Could you copy every line of the data that contains "instance"?

※ ※ ※

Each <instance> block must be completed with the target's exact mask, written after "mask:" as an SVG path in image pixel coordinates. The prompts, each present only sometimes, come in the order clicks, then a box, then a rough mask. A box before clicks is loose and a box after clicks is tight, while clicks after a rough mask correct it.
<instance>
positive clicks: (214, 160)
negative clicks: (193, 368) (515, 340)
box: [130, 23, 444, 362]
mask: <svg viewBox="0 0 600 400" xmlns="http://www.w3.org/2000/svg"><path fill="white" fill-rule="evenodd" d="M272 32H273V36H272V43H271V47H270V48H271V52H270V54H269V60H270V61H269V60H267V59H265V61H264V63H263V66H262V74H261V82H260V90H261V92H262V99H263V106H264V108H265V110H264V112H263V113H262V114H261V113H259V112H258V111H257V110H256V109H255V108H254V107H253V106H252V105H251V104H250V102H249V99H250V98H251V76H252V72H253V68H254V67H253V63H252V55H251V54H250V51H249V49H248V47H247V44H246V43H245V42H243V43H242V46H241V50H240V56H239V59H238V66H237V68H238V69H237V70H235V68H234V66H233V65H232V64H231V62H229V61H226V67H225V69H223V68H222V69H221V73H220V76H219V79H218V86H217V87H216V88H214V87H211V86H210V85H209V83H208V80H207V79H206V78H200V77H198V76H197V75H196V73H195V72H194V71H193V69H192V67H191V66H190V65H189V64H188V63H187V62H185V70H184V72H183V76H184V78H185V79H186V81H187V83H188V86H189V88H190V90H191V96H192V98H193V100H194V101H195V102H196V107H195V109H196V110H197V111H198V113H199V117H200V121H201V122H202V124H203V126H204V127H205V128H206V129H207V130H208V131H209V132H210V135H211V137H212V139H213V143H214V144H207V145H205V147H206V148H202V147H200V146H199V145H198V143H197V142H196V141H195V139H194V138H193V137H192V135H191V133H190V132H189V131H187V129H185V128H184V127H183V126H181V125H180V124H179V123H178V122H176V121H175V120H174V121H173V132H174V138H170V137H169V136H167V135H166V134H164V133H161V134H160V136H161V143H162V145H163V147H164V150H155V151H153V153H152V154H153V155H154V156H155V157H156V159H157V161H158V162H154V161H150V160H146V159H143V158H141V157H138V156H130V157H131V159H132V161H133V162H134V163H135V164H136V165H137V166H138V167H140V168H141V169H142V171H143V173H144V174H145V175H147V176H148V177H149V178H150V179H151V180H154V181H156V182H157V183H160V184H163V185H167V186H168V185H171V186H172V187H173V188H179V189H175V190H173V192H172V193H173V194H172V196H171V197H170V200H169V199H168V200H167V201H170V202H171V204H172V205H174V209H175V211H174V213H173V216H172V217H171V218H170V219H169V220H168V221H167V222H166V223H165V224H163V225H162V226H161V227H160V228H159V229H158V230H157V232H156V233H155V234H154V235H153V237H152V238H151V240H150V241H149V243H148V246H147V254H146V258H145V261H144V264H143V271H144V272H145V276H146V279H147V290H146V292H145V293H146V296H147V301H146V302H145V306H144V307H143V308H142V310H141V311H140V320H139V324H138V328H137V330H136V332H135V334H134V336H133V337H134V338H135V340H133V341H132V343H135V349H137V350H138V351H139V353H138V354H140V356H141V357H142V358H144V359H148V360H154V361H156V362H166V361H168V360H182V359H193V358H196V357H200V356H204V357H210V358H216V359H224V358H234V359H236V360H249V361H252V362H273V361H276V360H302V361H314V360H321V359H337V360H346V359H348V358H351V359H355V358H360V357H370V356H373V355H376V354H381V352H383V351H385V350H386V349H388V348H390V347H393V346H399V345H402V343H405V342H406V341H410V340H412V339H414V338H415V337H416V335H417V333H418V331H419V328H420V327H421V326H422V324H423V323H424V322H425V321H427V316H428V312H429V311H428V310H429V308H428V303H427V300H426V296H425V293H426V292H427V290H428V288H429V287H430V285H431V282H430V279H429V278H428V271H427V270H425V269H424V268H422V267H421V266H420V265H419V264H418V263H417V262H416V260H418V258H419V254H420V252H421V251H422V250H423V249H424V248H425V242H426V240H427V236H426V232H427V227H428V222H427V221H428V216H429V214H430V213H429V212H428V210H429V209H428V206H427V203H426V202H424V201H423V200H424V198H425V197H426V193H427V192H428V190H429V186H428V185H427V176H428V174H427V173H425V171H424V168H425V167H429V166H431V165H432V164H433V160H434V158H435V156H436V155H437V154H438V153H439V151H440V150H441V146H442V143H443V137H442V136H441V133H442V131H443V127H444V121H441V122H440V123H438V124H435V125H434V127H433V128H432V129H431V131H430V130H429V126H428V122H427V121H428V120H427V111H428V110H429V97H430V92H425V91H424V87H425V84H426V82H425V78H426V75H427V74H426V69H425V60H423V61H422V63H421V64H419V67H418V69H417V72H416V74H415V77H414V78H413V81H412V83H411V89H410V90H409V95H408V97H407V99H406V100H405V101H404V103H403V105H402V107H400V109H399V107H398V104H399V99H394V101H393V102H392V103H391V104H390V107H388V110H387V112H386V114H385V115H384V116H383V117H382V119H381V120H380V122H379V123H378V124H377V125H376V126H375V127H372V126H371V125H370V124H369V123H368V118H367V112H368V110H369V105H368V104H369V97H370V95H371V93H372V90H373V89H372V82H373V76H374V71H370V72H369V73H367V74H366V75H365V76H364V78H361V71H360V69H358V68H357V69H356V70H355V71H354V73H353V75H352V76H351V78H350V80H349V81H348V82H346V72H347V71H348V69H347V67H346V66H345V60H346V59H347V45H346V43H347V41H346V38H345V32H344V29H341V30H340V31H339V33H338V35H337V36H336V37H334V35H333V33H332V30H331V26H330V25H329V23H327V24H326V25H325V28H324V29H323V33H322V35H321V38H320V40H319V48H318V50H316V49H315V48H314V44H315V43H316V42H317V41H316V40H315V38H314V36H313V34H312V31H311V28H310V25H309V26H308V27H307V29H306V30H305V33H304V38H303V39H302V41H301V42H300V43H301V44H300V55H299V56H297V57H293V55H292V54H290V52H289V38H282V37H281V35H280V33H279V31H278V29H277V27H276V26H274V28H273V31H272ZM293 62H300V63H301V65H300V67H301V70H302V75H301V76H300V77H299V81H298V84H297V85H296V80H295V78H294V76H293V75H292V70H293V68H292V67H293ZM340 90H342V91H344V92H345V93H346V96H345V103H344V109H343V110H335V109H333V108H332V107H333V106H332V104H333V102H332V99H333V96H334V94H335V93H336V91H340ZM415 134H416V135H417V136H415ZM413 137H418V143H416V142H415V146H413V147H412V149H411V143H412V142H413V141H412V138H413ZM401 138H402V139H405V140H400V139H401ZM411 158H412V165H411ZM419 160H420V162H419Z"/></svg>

※ ※ ※

Solution for this problem –
Each <instance> block must be completed with the target's exact mask, written after "mask:" as an SVG path in image pixel coordinates. The prompts, each present only sometimes, come in the order clicks, then a box, then a rough mask. A box before clicks is loose and a box after clicks is tight, while clicks after a rough mask correct it.
<instance>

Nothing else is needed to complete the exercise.